STATED PROBLEM 1
Rewrite everything in the TorchServe inference page from "Server Configuration" down to "a registered model.", putting "127.0.0.1" wherever "localhost" appears.
STATED PROBLEM 2
Check each statement against the TorchServe inference page. Answer yes or no for each, and quote the words from the page that decide it.
(a) The ping API shows whether a model has been registered.
(b) Input data can be given in either text or JSON format.
(c) The Falcon-7B examples read their input files from a translate folder.

EXCERPTED PASSAGE
┄┄┄┄┄┄┄┄┄┄┄┄┄┄┄┄┄┄┄┄

Inference Requests¶
The Inference Server can be inferenced through the TorchServe Inference API. Find out more about it in the official TorchServe Inference API documentation.
Server Configuration
Variable | Value |
---|---|
inference_server_endpoint | localhost |
inference_port | 8080 |
The following are example cURL commands to send inference requests to the Inference Server.
Ping Request¶
To find out the status of a TorchServe server, you can use the ping API that TorchServe supports:
curl http://{inference_server_endpoint}:{inference_port}/ping
Example¶
curl http://localhost:8080/ping
Note
This only provides information on whether the TorchServe server is running. To check whether a model is successfully registered on TorchServe, you can list all models and describe a registered model.
Inference Requests¶
The following is the template command for inferencing with a text file:
curl -v -H "Content-Type: application/text" http://{inference_server_endpoint}:{inference_port}/predictions/{model_name} -d @path/to/data.txt
The following is the template command for inferencing with a json file:
curl -v -H "Content-Type: application/json" http://{inference_server_endpoint}:{inference_port}/predictions/{model_name} -d @path/to/data.json
Input data files can be found in the $WORK_DIR/data
folder.
Examples¶
For MPT-7B model
curl -v -H "Content-Type: application/text" http://localhost:8080/predictions/mpt_7b -d @$WORK_DIR/data/qa/sample_text1.txt
curl -v -H "Content-Type: application/json" http://localhost:8080/predictions/mpt_7b -d @$WORK_DIR/data/qa/sample_text4.json
For Falcon-7B model
curl -v -H "Content-Type: application/text" http://localhost:8080/predictions/falcon_7b -d @$WORK_DIR/data/summarize/sample_text1.txt
curl -v -H "Content-Type: application/json" http://localhost:8080/predictions/falcon_7b -d @$WORK_DIR/data/summarize/sample_text3.json
For Llama2-7B model
curl -v -H "Content-Type: application/text" http://localhost:8080/predictions/llama2_7b -d @$WORK_DIR/data/translate/sample_text1.txt
curl -v -H "Content-Type: application/json" http://localhost:8080/predictions/llama2_7b -d @$WORK_DIR/data/translate/sample_text3.json
Input data format¶
Input data can be in either text or JSON format.
-
For text format, the input should be a '.txt' file containing the prompt
-
For JSON format, the input should be a '.json' file containing the prompt in the format below:
{ "id": "42", "inputs": [ { "name": "input0", "shape": [-1], "datatype": "BYTES", "data": ["Capital of India?"] } ] }

┄┄┄┄┄┄┄┄┄┄┄┄┄┄┄┄┄┄┄┄

DATASET EXTRACT
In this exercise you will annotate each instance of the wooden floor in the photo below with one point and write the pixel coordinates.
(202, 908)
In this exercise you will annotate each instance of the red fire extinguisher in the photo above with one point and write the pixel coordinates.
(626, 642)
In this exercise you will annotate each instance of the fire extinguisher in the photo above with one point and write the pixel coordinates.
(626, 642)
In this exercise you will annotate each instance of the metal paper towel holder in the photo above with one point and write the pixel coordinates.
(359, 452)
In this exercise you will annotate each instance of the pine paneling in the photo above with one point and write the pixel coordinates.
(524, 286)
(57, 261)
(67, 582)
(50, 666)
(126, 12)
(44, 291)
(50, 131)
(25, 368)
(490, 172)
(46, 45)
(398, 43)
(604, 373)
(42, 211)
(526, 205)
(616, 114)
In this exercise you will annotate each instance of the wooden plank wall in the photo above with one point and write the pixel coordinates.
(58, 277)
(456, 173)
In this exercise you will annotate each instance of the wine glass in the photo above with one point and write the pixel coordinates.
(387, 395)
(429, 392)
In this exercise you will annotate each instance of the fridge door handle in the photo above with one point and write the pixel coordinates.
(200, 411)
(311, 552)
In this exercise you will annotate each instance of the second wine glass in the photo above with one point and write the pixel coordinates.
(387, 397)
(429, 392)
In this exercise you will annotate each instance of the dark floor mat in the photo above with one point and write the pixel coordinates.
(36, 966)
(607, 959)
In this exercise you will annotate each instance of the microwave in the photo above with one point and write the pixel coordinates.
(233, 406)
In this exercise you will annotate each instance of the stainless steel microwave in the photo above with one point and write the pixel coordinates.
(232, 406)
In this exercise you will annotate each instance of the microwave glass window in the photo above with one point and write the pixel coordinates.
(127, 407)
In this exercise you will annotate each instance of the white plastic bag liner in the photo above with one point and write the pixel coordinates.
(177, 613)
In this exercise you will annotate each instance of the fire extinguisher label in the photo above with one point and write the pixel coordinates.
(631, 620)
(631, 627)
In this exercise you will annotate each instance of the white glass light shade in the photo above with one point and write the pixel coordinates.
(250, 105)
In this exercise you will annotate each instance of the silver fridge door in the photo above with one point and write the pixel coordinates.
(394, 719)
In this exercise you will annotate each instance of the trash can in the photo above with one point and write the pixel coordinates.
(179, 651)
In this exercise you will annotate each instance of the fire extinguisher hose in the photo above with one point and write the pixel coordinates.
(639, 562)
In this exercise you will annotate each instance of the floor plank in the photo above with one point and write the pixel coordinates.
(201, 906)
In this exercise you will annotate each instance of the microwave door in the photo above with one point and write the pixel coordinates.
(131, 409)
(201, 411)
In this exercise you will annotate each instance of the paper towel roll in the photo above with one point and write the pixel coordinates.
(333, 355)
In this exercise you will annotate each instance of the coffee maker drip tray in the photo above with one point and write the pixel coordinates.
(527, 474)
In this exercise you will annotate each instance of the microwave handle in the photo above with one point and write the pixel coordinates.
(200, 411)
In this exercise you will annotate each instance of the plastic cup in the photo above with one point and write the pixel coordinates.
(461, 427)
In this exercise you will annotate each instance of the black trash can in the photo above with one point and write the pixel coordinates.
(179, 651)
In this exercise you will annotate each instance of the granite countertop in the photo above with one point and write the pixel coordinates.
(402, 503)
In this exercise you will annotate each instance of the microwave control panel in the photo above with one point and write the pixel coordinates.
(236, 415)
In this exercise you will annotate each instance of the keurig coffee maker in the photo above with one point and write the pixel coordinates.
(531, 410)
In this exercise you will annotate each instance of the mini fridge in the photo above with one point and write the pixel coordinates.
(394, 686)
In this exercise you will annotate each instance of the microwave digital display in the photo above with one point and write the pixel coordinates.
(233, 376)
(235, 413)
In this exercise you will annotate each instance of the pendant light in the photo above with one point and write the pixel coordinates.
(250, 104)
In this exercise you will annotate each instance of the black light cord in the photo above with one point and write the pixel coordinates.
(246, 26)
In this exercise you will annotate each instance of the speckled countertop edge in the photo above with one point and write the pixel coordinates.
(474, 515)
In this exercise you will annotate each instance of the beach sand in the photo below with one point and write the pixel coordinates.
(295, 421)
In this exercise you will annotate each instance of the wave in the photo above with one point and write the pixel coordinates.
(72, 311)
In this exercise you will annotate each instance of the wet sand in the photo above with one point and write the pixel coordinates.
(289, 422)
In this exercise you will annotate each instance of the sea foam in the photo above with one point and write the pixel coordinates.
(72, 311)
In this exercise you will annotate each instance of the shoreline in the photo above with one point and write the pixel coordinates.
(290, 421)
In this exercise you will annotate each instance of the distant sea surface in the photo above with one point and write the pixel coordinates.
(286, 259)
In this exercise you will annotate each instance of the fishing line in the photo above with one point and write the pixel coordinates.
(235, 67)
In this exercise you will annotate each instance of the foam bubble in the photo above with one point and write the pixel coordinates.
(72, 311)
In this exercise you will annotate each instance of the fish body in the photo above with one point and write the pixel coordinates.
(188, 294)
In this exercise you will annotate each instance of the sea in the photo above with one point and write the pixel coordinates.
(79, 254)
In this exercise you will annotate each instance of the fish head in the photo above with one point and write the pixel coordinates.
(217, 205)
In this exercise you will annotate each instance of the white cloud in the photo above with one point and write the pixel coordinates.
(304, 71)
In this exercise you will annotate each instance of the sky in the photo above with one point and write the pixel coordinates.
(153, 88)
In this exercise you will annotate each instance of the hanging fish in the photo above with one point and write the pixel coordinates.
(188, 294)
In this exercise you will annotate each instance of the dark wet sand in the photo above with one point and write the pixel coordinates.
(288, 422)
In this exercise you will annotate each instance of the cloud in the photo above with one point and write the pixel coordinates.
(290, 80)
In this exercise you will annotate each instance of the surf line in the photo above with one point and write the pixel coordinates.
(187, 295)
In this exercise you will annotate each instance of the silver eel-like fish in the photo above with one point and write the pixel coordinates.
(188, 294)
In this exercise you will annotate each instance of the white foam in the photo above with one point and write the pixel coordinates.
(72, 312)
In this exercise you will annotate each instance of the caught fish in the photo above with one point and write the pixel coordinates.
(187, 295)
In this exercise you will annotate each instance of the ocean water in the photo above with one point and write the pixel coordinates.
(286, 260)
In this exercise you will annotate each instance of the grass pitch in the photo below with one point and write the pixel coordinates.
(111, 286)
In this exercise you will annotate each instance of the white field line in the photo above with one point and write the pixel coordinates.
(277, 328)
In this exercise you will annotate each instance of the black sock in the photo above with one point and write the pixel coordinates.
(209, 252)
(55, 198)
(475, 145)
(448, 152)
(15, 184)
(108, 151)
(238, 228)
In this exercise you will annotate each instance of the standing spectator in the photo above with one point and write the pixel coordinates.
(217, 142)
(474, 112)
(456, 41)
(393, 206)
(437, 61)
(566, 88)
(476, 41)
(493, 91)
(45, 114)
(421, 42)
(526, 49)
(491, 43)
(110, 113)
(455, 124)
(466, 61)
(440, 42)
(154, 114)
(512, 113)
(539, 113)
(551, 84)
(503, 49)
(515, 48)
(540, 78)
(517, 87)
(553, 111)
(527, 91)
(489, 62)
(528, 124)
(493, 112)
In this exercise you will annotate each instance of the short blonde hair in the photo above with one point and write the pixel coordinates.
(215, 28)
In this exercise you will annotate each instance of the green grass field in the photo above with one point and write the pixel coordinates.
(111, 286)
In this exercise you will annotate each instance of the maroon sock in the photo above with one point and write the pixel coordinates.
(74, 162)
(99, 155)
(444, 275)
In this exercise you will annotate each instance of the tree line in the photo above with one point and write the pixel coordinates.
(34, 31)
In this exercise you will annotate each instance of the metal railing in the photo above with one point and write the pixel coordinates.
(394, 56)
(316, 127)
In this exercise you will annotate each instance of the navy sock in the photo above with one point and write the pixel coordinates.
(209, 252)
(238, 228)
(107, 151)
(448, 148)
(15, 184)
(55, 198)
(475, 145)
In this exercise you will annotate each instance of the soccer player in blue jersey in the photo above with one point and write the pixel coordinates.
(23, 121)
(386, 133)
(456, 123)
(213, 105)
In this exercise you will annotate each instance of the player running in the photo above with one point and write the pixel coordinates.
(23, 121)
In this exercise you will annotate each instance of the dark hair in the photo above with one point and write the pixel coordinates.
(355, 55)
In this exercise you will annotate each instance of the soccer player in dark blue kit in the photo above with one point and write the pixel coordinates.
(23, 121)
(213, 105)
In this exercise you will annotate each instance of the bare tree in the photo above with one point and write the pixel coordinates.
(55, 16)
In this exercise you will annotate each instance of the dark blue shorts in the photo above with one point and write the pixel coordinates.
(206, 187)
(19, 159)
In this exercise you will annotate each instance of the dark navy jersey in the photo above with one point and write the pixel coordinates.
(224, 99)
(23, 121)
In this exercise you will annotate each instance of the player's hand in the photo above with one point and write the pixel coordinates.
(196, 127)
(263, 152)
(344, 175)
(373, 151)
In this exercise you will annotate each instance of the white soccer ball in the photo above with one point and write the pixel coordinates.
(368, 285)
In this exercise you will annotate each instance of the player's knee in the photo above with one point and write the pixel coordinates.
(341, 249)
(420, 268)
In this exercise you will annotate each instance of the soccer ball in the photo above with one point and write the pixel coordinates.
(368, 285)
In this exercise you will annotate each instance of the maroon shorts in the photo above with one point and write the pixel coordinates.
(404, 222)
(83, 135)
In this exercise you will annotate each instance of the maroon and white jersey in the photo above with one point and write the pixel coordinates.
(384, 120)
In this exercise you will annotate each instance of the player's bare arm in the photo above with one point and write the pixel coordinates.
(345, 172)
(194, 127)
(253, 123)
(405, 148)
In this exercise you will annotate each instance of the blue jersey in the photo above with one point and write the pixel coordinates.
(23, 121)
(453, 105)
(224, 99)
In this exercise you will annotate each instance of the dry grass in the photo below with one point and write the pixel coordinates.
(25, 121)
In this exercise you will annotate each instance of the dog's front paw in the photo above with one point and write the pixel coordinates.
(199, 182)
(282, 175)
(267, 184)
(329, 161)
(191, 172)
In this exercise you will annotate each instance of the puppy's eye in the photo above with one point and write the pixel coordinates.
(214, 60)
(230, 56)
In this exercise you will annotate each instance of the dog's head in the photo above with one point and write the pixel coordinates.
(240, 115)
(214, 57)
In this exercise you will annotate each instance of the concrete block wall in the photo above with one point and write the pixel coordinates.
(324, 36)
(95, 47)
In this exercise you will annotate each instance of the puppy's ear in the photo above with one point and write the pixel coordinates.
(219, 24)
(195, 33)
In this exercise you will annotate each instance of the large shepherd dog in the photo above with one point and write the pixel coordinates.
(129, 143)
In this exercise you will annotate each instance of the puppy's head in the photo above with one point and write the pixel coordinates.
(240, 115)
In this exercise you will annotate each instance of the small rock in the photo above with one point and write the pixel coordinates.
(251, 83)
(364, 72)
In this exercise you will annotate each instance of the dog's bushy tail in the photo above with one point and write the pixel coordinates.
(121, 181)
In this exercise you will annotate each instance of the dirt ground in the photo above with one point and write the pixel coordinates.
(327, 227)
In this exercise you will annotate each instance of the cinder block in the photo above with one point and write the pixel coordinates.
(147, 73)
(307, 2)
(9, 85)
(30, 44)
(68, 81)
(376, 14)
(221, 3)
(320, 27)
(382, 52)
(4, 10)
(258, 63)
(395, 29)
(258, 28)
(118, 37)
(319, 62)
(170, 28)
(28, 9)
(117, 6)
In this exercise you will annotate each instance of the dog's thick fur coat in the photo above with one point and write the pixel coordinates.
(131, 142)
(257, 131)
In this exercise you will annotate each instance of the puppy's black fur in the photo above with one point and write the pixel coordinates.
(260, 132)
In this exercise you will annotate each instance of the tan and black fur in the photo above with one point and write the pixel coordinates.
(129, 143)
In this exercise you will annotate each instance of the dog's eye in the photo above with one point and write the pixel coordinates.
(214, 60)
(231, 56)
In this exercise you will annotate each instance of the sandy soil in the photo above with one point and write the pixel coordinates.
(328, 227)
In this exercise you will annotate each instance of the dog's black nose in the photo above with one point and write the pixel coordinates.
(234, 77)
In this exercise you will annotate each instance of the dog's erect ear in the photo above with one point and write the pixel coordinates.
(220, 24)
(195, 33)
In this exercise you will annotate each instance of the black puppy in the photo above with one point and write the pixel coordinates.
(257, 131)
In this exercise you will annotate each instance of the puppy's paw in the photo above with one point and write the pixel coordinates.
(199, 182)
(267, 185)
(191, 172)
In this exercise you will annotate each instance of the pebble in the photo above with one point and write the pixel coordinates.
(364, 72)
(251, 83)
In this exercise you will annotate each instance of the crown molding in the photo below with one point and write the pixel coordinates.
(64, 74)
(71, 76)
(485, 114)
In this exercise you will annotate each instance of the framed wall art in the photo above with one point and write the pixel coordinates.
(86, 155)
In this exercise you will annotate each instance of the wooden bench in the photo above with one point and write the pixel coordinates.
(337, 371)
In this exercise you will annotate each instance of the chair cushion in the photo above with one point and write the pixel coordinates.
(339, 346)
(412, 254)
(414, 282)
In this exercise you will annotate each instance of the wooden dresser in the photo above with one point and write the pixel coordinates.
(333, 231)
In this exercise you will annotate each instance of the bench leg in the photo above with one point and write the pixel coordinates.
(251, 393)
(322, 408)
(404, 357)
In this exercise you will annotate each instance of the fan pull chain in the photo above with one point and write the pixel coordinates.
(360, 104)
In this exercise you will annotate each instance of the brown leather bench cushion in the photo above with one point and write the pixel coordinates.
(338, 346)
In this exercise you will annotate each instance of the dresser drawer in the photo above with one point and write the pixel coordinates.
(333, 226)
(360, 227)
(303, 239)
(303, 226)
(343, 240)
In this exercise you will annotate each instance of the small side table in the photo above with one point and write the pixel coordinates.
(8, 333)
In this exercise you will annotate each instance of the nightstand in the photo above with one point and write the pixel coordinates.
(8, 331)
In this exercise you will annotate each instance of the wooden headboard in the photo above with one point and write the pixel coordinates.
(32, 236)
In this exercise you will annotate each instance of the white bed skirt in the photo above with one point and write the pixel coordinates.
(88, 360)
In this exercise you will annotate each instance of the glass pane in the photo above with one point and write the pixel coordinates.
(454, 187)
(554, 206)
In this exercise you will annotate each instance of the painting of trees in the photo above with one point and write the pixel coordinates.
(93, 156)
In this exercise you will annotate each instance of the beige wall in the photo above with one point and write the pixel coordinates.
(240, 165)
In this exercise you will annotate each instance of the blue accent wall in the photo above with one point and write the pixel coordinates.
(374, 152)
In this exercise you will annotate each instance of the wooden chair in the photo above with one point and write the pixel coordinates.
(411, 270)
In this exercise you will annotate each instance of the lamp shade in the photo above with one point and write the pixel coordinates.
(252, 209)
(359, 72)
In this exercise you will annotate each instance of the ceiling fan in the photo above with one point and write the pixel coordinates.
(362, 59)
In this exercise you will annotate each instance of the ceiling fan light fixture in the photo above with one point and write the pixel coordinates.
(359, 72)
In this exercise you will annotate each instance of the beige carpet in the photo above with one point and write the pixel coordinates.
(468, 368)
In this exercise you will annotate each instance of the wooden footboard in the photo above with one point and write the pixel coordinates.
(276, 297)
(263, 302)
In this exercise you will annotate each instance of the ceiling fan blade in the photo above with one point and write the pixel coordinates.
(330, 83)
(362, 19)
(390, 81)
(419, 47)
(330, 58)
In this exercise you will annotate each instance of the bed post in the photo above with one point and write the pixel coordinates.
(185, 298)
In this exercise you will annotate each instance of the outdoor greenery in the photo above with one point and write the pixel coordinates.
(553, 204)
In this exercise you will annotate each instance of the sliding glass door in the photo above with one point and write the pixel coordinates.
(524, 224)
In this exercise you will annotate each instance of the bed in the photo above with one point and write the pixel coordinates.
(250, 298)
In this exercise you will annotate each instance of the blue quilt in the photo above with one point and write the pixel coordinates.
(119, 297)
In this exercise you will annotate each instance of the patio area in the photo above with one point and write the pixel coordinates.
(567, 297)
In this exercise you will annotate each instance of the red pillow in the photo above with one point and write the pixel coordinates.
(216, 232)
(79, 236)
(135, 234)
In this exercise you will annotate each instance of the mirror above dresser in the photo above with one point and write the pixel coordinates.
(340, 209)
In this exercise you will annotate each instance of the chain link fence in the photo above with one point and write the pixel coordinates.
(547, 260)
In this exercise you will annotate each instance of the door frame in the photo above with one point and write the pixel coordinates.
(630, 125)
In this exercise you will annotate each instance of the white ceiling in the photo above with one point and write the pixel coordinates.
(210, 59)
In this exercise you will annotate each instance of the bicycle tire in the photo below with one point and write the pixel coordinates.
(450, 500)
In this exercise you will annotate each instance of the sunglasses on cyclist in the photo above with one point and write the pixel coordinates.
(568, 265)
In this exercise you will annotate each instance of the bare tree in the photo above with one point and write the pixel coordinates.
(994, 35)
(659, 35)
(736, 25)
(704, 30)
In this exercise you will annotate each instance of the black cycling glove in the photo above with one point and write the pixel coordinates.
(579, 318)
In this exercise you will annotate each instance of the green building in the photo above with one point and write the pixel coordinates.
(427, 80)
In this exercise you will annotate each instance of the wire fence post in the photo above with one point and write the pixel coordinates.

┄┄┄┄┄┄┄┄┄┄┄┄┄┄┄┄┄┄┄┄

EXPECTED ANSWER 1
Server Configuration
Variable | Value |
---|---|
inference_server_endpoint | 127.0.0.1 |
inference_port | 8080 |
The following are example cURL commands to send inference requests to the Inference Server.
Ping Request¶
To find out the status of a TorchServe server, you can use the ping API that TorchServe supports:
curl http://{inference_server_endpoint}:{inference_port}/ping
Example¶
curl http://127.0.0.1:8080/ping
Note
This only provides information on whether the TorchServe server is running. To check whether a model is successfully registered on TorchServe, you can list all models and describe a registered model.

EXPECTED ANSWER 2
(a) No: "This only provides information on whether the TorchServe server is running."
(b) Yes: "Input data can be in either text or JSON format."
(c) No: "@$WORK_DIR/data/summarize/sample_text1.txt"